EY’s Ian Collins, Head of R&D Tax Services

In last year’s Budget speech, the Minister stated his intention to abolish the R&D base year when resources allow.  It is encouraging that the Minister has announced the R&D base year to be phased out from as early as 1 January 2015.  The removal of the R&D base year to a volume based regime should significantly enhance Ireland’s ability to attract value added R&D investments, especially for those long established companies who have been hindered by high R&D base year costs.

This is very welcome and should help enhance our international competitiveness, simplify the entire system whilst recognising the long term nature of the R&D investment process.

While the detail of this will be announced in the forthcoming Finance Bill, it is hoped this phasing out will be swift and implemented with administrative ease.

EY’s Jim Ryan, Tax Partner comments on SARP

To increase foreign direct investment into Ireland the Minister had radically overhauled the Special Assignment Relief Programme (SARP) by removing a number of conditions which, to date, have made the relief largely unworkable.  This is to be welcomed and will send a clear message to foreign companies and their senior executive population about the attractiveness of Ireland for both their corporate business and key decision makers, as a base from which to do business.

The Minister has removed the upper income threshold, amended the requirement to have worked for the company prior to being seconded into Ireland from 12 months to 6 months and removed the upper income ceiling. In addition, the Minister has extended the initial qualify period by 3 years thereby ensuring that Ireland will remain a competitive environment until at least the end of 2017.

There was no announcement of any changes to the current tax regime that applies to pensions other than the Minister announcing that the highly unpopular pension fund levy which amounted to 0.75% in 2014 reducing to 0.15% in 2015, will expire at the end of 2015.  This may pave the way for the gradual rollout of a new supplementary ‘mandatory’ pension system in Ireland.  If this levy remained, it would be difficult for people to see the benefit of saving for retirement via a pension scheme whether this be via an optional or mandatory pension arrangement.

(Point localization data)
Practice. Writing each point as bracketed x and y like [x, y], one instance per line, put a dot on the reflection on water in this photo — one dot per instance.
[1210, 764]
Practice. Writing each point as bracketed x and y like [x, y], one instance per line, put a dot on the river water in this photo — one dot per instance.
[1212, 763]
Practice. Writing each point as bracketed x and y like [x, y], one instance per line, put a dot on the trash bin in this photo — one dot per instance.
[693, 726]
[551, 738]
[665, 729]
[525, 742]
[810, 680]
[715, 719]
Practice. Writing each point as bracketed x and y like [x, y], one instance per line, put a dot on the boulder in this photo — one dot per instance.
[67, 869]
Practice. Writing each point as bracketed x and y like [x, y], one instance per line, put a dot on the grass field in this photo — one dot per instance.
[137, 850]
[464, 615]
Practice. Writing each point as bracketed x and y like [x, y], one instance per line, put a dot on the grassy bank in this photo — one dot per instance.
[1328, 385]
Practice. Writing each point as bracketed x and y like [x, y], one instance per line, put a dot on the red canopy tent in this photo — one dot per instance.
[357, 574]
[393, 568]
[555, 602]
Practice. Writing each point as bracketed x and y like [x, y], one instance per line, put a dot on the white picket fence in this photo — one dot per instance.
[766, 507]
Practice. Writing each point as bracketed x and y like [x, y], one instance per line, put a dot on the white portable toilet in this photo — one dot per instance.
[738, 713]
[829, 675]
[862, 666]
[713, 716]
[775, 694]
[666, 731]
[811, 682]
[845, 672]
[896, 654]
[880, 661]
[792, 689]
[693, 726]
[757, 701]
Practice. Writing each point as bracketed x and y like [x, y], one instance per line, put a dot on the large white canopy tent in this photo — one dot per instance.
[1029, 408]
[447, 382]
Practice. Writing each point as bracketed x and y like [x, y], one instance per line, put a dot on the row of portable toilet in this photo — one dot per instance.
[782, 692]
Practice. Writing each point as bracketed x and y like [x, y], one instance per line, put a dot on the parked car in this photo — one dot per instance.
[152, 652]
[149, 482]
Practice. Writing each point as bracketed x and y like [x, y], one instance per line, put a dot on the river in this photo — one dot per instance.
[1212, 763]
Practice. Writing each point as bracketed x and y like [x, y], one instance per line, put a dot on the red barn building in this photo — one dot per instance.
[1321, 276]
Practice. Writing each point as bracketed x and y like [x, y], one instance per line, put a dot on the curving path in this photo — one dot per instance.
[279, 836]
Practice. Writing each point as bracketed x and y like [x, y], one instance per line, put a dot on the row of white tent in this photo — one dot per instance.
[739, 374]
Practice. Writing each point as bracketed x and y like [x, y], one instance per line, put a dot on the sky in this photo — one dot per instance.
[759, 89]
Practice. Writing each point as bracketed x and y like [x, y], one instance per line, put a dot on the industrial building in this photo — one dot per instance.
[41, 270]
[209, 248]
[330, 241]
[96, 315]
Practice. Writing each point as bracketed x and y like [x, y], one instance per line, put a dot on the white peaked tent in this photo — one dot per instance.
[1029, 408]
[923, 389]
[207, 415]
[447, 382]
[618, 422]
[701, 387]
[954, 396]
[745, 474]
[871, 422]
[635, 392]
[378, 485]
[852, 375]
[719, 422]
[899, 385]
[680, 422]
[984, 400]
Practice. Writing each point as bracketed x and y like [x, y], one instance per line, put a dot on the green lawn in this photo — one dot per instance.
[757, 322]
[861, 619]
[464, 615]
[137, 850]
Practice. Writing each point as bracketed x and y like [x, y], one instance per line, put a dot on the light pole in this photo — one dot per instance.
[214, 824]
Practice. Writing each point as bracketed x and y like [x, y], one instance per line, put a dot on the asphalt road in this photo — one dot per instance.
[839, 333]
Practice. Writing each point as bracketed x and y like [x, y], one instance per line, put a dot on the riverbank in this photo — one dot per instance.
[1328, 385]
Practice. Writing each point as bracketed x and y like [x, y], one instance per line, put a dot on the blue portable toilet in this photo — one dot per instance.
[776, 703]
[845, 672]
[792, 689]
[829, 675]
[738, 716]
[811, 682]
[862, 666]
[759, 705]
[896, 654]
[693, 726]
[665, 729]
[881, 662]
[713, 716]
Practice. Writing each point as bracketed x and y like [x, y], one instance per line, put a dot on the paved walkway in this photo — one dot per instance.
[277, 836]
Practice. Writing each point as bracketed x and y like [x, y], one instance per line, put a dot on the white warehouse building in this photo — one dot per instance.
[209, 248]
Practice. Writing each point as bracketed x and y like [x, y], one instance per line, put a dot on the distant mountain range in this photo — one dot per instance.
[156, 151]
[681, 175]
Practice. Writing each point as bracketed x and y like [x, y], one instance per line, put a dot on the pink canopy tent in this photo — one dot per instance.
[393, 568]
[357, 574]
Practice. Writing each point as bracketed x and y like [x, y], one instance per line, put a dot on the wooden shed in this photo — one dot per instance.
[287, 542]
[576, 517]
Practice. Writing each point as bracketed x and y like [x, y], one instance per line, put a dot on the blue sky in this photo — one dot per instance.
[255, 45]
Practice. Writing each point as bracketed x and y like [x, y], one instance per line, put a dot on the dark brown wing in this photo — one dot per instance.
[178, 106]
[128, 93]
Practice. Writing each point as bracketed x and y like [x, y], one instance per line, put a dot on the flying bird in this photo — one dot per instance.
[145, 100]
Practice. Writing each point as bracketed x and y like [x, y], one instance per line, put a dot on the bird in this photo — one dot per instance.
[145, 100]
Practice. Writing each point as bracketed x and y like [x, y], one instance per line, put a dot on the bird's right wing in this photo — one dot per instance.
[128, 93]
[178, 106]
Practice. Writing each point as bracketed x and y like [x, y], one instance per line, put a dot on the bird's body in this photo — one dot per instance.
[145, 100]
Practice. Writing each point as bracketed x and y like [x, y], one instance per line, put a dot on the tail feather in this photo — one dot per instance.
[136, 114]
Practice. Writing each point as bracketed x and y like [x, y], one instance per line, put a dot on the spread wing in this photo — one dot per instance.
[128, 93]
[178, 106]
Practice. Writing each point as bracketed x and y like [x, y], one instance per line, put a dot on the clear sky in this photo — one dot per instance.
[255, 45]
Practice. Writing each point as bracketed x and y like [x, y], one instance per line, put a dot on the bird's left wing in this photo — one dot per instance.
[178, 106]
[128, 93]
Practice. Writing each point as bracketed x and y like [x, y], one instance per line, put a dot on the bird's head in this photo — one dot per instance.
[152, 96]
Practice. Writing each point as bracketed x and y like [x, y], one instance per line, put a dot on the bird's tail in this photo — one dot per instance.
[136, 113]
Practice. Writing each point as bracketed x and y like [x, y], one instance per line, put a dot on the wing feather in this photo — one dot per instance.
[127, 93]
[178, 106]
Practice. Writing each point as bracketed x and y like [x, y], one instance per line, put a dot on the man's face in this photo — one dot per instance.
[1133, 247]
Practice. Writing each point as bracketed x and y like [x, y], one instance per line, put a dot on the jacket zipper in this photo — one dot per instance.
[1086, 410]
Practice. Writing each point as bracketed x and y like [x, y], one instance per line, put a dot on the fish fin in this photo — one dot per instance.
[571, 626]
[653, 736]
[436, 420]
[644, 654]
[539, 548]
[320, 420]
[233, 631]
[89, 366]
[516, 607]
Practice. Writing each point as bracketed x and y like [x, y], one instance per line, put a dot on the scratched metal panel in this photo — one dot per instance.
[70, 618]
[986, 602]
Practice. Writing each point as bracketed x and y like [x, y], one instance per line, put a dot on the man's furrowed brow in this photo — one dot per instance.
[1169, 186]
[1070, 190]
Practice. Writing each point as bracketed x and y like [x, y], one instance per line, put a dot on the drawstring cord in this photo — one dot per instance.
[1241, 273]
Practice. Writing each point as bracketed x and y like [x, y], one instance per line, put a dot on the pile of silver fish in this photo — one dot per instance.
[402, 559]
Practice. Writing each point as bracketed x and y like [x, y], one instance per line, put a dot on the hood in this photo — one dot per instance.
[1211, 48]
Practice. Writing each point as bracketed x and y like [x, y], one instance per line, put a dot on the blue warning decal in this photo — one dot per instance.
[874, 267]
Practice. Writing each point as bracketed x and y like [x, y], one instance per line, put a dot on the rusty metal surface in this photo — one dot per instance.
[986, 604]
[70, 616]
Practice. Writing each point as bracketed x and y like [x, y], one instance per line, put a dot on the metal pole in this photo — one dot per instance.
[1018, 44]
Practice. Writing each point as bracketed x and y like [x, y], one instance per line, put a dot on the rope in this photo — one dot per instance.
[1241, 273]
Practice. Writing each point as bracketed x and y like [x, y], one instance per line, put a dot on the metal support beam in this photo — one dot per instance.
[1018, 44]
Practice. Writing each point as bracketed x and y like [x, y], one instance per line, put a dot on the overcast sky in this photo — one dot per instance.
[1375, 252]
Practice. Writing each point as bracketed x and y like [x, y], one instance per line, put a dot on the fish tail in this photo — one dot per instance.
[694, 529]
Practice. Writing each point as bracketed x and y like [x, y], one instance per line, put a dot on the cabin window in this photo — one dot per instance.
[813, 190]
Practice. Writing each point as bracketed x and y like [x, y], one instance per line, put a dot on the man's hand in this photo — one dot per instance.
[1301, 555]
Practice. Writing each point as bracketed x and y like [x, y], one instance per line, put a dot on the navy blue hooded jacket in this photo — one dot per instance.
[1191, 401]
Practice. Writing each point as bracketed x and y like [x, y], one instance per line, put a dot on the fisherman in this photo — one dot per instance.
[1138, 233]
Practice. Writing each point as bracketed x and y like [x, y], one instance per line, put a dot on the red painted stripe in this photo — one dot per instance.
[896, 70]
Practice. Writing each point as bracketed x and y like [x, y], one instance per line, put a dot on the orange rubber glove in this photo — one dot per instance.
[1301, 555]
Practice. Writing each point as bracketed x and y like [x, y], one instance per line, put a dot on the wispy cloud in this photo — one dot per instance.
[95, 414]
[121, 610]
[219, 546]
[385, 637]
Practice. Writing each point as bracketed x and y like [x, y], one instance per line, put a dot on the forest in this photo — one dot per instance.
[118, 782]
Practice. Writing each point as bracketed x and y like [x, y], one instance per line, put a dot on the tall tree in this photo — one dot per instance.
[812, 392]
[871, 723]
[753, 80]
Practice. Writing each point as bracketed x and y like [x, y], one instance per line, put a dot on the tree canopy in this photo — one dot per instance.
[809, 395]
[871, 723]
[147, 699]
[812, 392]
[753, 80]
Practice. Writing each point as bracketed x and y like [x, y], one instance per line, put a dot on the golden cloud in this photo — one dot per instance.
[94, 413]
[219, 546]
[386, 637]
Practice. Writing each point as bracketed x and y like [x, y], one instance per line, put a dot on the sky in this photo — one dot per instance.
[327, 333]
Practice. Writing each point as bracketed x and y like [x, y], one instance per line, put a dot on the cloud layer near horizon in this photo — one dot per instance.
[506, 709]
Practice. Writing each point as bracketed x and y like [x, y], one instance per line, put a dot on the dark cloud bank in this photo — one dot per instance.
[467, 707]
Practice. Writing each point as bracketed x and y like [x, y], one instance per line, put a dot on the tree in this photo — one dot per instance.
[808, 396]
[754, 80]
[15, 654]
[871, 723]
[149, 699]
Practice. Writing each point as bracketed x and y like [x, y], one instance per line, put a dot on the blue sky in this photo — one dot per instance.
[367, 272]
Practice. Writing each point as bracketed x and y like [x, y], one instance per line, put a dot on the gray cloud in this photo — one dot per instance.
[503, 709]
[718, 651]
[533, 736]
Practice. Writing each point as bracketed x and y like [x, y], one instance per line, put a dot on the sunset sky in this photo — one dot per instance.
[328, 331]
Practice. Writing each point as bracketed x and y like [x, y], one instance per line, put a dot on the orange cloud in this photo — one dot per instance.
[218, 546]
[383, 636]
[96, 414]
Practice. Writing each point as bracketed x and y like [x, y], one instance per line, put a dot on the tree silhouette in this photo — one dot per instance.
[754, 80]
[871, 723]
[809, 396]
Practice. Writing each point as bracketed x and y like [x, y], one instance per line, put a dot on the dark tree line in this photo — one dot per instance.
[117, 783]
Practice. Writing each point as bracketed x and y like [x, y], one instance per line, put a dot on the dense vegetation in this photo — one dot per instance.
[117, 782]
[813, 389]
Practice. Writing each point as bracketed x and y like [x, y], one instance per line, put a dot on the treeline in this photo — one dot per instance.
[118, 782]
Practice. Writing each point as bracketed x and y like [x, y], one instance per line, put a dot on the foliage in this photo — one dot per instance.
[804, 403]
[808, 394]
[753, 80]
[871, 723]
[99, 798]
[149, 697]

Problem: Write the next part of the EY Budget commentary, following on from its closing paragraph about the pension fund levy.

Output of the task:
EY’s Pat O’Brien, Executive Director, comments on SARP

The SARP relief is intended to attract senior overseas executives to take up assignments here by offering a reduction in their overall income tax liability. The scheme in its existing form had been criticised for being overly complex and failing to measure up to competing regimes in terms of the value of the tax break on offer.

The changes announced today will address these, firstly by removing the condition which limited access to the relief to those who were solely tax resident in Ireland. For many, this was a barrier to claiming the relief due to the differing tax residence rules that apply in countries around the globe. Secondly, the upper limit on the level of earnings to which the relief applied (€500,000) has been abolished. While the latter change is only likely to benefit a relatively small number of international assignees, it should help to attract executives at the very highest level to take up assignments here. The SARP scheme is an area in which the government has taken note of the many submissions that identified issues with the existing scheme, and the comprehensive restructuring of the SARP announced today is commendable.

The Foreign Earnings Deduction was introduced to encourage Irish companies to expand into new markets by sending Irish based employees to carry out activities such as sales and marketing in designated countries. While originally limited to the BRICS countries, (Brazil, Russia, India, China and South Africa) it has been expanded in recent years to cover additional territories. Today's announcement will see the relief extended to employees who travel to Mexico, Chile and to certain countries in the Middle East and Asia. In addition, other changes to the relief announced today, such as a reduction in the number of days which an employee must work abroad in order to qualify, and the inclusion of time spent travelling to and from the work location as qualifying days, will make the relief more relevant and more widely available. This should, in turn, give a boost to Irish companies operating in the highly competitive export sector, particularly in the emerging economies of South America and Asia.

EY’s John Higgins comments on the Agri–Tax Package

Farming growth is unique as it focused on specifically facilitating growth within the rural economy. The newly introduced Agri-Tax package is targeted on making best use of our land resources to ensure active farmers have the greatest opportunities to grow particularly in a post quota environment. These welcome measures will help unlock land that is underused and will assist in growing the rural economy.

EY’s Jim Ryan, comments on Income Tax

In a welcome move Minister Noonan has reduced the top rate of income tax by 1% from 41% to 40%, in addition to increasing the standard rate threshold by €1,000 and €2,000 for a married couple.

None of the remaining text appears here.